▸ **TASK REQUIREMENTS**
List every line in the entries below that contains the string "seated". The match is case-sensitive.

▸ **SUPPLIED RECORDS**
* * * *

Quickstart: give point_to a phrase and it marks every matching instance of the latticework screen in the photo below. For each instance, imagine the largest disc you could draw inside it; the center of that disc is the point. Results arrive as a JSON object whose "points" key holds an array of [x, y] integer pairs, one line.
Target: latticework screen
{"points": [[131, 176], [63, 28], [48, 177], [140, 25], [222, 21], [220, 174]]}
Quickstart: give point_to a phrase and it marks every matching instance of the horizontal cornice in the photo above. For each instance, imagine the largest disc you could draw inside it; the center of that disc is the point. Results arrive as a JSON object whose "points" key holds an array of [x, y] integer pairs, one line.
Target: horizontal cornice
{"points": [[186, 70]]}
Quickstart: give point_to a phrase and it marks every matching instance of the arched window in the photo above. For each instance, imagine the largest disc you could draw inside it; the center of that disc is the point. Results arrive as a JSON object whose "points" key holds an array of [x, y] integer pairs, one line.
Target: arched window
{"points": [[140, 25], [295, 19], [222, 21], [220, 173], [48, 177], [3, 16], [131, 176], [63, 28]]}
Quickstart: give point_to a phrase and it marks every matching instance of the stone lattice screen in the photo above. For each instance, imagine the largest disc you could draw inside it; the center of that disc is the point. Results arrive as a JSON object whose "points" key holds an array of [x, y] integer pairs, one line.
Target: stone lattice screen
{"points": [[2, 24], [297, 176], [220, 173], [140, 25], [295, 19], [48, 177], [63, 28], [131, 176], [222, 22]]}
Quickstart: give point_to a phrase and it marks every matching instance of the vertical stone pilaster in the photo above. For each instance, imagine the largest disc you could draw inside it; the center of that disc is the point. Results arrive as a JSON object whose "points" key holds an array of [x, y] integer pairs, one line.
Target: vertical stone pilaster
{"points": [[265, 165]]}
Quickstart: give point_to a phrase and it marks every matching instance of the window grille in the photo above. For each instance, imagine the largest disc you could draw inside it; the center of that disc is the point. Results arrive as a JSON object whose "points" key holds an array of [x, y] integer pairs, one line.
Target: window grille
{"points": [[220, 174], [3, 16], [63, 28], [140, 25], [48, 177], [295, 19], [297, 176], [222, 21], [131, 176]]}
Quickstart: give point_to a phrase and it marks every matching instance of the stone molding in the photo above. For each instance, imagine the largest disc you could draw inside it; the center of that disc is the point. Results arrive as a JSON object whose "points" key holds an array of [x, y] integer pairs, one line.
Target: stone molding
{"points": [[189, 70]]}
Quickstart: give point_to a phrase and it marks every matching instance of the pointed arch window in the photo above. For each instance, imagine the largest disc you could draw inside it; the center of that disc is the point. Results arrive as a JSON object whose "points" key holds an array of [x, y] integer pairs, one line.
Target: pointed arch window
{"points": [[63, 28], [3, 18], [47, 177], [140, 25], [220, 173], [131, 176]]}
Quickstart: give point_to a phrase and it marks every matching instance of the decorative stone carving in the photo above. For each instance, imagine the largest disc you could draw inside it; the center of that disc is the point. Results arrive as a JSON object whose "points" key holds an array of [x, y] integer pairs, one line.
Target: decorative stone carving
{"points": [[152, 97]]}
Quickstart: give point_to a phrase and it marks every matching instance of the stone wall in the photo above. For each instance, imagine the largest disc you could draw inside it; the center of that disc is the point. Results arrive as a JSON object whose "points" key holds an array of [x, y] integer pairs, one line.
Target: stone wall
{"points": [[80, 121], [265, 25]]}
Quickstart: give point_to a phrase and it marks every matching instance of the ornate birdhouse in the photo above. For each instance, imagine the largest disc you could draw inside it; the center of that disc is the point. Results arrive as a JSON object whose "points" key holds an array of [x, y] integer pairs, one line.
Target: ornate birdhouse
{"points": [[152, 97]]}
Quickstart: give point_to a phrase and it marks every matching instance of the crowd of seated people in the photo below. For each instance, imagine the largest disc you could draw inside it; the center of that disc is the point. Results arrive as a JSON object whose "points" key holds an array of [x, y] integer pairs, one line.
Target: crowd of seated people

* * * *

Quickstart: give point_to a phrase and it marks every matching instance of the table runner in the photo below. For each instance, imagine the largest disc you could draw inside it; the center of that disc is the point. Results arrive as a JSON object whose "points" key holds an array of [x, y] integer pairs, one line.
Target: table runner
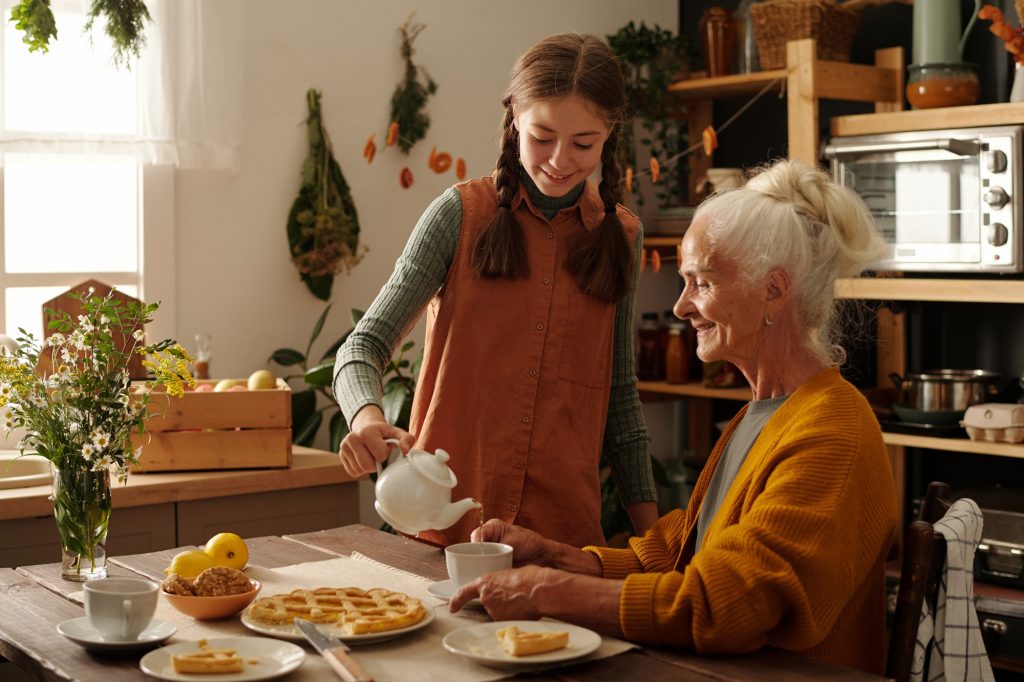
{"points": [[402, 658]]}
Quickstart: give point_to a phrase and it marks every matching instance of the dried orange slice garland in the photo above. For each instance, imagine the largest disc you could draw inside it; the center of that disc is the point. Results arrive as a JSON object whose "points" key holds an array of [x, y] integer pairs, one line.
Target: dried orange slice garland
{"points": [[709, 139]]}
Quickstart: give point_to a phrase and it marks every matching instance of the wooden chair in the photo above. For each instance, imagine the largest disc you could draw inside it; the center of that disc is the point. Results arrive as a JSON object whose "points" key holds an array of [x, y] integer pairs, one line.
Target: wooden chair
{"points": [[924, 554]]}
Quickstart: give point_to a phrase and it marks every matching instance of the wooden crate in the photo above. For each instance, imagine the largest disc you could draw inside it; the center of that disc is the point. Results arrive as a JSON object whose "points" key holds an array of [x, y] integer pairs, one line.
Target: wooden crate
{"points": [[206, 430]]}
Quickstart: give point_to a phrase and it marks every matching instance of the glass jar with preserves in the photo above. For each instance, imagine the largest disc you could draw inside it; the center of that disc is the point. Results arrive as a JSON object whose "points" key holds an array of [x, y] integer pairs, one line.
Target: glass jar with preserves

* * * *

▸ **FULL OUTPUT**
Quickstart: give point_to a phrase and it marks every matching instance of the crowd of seated people in the photo below. For each instance, imagine the largest disc you could draw inside it; the center of that disc is the point. Results arrive as a JSON object whose "points" key holds an array of [x, y] integer pairs, one line.
Target: crowd of seated people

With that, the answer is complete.